**PAGE EXCERPT**
Christina Zück

Christina Zück, Untitled, Paris, 1996, 50 x 49, 5 cm, c-print
Christina Zück, Untitled, Den Haag, 2001, 80 x 80 cm, c-print
Christina Zück, Untitled, San Simeon, 2001, 100 x 100 cm, c-print
Christina Zück, Untitled, 2001, 70 x 70 cm, c-print
Christina Zück, Ohne Titel, Bronx, 1995, 50 x 50 cm, c-print

Exotic Creatures

Henri Cartier-Bresson, whose photographic portraits are now veritable classics, once said that “you have to show people in relation to themselves, in other words portray their inner silence.” Each and every photograph remains silent. One of the medium’s fundamental characteristics is its ability to extract objects from the strident and dramatic context of the real world. Unlike film or TV, photography functions without a voice-over. Nonetheless, photos can still talk. Cartier-Bresson was constantly on the look out for the “decisive moment”. And if you succeed in capturing it, then the world holds its breath, elements of a fleeting reality jell, and the person photographed starts to tell his or her story.

**INFORMATION SHOWN**
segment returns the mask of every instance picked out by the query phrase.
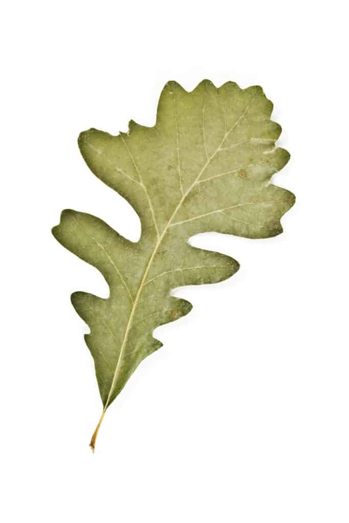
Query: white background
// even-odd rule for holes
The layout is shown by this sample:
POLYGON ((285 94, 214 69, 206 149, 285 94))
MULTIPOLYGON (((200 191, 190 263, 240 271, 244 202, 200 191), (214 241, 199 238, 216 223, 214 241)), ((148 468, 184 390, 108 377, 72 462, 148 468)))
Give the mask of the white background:
POLYGON ((345 3, 8 3, 1 35, 1 468, 4 523, 347 523, 345 3), (51 235, 61 210, 136 240, 81 131, 153 125, 165 82, 261 85, 296 195, 276 238, 195 245, 240 271, 177 295, 193 311, 102 410, 70 293, 106 297, 51 235))

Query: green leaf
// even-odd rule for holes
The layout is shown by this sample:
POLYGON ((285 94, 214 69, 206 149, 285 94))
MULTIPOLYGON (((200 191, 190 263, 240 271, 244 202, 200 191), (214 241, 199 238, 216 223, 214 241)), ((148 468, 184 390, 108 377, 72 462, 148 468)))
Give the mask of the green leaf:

**CHALLENGE**
Reproduce the page on Christina Zück word for word, from start to finish. The material after the page on Christina Zück is separate from it.

**FINAL RESULT**
Christina Zück

Christina Zück, Untitled, Paris, 1996, 50 x 49, 5 cm, c-print
Christina Zück, Untitled, Den Haag, 2001, 80 x 80 cm, c-print
Christina Zück, Untitled, San Simeon, 2001, 100 x 100 cm, c-print
Christina Zück, Untitled, 2001, 70 x 70 cm, c-print
Christina Zück, Ohne Titel, Bronx, 1995, 50 x 50 cm, c-print

Exotic Creatures

Henri Cartier-Bresson, whose photographic portraits are now veritable classics, once said that “you have to show people in relation to themselves, in other words portray their inner silence.” Each and every photograph remains silent. One of the medium’s fundamental characteristics is its ability to extract objects from the strident and dramatic context of the real world. Unlike film or TV, photography functions without a voice-over. Nonetheless, photos can still talk. Cartier-Bresson was constantly on the look out for the “decisive moment”. And if you succeed in capturing it, then the world holds its breath, elements of a fleeting reality jell, and the person photographed starts to tell his or her story.